À faire> Relevez chaque article de code cité dans le texte sur la recevabilité de l'appel, en précisant le code dont il relève.

Sur la fin de non-recevoir tirée de l'irrecevabilité de la requête en tant qu'elle émane de M. et Mme C... :

2. Aux termes du premier alinéa de l'article 724 du code civil : " Les héritiers désignés par la loi sont saisis de plein droit des biens, droits et actions du défunt ". Aux termes de l'article R. 634-1 du code de justice administrative : " Dans les affaires qui ne sont pas en état d'être jugées, la procédure est suspendue par la notification du décès de l'une des parties ou par le seul fait du décès, de la démission, de l'interdiction ou de la destitution de son avocat. Cette suspension dure jusqu'à la mise en demeure pour reprendre l'instance ou constituer avocat ". Aux termes de l'article R. 811-1 du code de justice administrative : " Toute partie présente dans une instance devant le tribunal administratif ou qui y a été régulièrement appelée, alors même qu'elle n'aurait produit aucune défense, peut interjeter appel contre toute décision juridictionnelle rendue dans cette instance (...) ".

3. Il résulte des dispositions précitées du code civil que le droit à réparation d'un dommage est transmis aux héritiers. Il est constant que Mme D... C... et M. E... C... justifient de leur qualité d'héritiers de leur père, M. A... C..., décédé le 6 décembre 2020. Si le décès de M. A... C... n'a pas été notifié au tribunal administratif de Marseille, il ressort des pièces du dossier que l'affaire était, en tout état de cause, en état d'être jugée à la date de ce décès. La fin de non-recevoir tirée de l'irrecevabilité de l'appel en tant qu'il est présenté par Mme D... C... et M. E... C... doit, dès lors, être écartée.

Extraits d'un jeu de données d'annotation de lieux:
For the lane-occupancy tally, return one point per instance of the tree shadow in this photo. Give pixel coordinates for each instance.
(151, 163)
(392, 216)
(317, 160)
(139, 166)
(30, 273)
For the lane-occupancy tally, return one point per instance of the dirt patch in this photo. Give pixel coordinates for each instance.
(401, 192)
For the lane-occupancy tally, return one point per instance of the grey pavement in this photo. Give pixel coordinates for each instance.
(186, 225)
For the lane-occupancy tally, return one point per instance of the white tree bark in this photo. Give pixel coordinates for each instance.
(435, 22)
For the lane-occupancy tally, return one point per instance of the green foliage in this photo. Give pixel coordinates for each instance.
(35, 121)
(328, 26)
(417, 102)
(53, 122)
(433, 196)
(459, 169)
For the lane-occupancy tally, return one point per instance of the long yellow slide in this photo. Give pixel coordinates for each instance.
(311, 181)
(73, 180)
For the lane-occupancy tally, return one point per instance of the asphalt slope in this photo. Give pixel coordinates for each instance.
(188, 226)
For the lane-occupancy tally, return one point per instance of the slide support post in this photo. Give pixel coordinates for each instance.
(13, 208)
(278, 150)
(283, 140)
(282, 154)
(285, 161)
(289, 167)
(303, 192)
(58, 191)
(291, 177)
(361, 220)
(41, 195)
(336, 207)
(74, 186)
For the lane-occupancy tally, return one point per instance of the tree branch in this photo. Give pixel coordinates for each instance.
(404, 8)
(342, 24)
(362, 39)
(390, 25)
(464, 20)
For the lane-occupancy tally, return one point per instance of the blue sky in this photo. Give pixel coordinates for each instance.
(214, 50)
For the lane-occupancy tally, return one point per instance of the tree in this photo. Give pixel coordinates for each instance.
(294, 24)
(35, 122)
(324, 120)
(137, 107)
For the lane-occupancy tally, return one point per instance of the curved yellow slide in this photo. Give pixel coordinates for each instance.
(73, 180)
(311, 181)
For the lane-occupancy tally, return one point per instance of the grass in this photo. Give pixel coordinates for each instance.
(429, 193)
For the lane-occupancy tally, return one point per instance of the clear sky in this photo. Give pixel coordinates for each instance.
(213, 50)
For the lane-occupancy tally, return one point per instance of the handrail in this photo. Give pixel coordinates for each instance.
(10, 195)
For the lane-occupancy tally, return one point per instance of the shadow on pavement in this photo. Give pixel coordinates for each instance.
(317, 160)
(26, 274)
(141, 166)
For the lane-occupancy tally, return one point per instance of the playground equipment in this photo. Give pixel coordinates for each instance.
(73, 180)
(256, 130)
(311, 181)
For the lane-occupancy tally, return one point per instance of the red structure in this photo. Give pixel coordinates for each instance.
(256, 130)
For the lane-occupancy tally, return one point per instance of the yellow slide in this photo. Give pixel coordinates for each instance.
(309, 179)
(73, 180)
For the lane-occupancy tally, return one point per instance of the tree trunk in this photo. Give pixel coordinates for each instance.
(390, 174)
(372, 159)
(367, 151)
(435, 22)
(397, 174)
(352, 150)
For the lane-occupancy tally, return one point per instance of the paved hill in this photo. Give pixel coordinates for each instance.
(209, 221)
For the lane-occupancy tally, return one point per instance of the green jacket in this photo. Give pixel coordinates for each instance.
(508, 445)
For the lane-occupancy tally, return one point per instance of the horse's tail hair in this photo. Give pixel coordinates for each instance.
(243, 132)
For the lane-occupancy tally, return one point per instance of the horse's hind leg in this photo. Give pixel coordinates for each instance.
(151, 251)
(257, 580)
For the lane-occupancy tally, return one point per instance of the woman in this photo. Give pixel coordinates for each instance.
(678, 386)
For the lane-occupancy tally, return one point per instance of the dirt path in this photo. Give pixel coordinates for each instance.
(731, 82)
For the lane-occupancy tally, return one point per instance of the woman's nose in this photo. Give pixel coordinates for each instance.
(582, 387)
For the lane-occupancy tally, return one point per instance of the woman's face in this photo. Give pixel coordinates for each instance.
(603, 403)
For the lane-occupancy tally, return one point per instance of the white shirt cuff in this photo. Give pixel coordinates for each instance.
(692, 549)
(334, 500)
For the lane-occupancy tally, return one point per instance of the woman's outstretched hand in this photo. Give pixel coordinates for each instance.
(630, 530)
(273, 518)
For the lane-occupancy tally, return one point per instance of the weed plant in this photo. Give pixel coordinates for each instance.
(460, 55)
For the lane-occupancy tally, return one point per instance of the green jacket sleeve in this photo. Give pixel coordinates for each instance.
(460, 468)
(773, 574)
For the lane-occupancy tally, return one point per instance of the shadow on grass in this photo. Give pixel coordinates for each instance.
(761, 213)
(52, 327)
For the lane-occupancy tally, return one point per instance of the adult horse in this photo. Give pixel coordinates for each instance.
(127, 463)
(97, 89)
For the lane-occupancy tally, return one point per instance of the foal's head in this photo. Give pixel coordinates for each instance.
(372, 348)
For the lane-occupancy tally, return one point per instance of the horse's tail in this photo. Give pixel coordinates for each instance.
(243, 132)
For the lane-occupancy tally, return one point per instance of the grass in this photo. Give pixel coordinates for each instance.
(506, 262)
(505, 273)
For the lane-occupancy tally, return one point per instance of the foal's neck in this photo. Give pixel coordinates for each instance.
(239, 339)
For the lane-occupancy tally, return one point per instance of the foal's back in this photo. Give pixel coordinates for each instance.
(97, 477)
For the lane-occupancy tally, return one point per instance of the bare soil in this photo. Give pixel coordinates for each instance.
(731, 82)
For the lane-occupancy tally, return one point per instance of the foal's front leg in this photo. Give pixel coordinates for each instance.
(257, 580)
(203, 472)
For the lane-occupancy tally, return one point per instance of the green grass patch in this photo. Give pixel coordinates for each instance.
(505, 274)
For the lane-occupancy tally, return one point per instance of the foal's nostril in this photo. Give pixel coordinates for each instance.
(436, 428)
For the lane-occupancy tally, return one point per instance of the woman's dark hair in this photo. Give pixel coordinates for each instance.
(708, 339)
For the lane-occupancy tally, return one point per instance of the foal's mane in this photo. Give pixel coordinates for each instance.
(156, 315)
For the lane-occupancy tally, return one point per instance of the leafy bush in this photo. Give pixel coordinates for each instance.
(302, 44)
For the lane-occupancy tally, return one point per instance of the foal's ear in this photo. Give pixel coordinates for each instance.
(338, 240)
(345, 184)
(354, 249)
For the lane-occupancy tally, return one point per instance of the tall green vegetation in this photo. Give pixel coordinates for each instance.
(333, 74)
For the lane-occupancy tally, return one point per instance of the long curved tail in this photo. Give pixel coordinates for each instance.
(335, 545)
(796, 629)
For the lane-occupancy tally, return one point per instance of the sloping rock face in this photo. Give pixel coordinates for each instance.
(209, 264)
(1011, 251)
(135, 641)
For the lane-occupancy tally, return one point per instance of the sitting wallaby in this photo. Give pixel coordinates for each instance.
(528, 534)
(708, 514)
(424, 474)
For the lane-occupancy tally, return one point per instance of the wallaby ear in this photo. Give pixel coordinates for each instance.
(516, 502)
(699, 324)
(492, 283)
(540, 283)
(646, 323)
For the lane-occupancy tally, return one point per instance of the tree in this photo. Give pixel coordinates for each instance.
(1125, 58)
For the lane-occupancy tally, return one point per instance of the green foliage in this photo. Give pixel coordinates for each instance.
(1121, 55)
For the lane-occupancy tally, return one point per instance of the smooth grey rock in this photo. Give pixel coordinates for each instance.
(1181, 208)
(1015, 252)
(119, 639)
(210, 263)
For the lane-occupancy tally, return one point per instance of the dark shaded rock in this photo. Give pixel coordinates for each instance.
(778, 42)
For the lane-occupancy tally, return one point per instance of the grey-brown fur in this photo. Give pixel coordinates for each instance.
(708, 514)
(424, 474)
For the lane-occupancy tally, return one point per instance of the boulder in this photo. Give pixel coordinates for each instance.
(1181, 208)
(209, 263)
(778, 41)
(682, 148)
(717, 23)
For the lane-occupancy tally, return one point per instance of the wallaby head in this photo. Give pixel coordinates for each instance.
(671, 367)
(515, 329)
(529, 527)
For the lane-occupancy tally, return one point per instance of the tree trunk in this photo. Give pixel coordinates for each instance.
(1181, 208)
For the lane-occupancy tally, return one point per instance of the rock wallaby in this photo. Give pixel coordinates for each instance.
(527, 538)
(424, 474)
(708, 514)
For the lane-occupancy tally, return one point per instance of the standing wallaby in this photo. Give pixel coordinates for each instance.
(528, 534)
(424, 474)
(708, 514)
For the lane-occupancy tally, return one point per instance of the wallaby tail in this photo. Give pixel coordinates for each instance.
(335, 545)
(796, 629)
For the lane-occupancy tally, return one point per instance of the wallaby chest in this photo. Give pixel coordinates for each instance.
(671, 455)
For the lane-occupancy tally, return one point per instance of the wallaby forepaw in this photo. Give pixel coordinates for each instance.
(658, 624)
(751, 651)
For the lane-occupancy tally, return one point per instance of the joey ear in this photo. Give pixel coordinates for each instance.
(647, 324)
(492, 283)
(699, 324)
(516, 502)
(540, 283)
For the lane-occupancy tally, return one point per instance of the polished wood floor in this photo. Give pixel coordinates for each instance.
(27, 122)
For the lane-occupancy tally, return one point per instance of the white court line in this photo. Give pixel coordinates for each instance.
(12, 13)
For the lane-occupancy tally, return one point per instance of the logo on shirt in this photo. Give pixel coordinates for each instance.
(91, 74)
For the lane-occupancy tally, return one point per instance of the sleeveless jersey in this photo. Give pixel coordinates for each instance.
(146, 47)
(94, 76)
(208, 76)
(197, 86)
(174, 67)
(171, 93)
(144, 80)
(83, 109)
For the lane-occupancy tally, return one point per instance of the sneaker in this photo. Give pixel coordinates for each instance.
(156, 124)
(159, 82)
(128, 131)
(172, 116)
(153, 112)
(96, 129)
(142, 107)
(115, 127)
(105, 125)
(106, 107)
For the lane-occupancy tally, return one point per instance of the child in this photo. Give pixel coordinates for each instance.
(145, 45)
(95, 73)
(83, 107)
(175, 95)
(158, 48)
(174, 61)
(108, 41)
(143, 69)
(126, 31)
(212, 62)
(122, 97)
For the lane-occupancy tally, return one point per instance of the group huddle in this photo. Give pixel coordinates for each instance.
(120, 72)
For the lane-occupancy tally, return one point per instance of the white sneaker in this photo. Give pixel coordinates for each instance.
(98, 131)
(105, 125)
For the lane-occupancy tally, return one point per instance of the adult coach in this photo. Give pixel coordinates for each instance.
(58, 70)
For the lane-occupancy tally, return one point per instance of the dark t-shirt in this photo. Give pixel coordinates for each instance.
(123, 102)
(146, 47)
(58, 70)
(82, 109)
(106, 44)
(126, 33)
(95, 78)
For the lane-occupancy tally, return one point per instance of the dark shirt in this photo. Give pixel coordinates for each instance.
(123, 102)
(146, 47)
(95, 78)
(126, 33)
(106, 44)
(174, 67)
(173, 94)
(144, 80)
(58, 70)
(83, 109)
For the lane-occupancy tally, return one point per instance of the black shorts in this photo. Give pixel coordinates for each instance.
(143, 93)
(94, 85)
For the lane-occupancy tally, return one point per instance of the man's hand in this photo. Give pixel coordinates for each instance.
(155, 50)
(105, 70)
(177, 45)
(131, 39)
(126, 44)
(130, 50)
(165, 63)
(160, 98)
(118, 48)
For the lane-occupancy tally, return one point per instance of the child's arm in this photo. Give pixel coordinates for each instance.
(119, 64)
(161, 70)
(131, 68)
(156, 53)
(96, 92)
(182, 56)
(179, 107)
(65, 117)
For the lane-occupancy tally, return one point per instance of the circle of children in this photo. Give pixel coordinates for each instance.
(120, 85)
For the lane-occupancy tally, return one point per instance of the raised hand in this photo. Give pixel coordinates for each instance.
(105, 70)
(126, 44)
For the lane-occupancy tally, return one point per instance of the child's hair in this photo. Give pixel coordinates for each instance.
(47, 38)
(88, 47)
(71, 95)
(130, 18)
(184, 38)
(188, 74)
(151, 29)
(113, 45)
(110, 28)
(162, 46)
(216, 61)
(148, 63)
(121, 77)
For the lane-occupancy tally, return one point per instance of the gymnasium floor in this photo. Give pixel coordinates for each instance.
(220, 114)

Exercice corrigé>
- Article 724 du code civil
- Article R. 634-1 du code de justice administrative
- Article R. 811-1 du code de justice administrative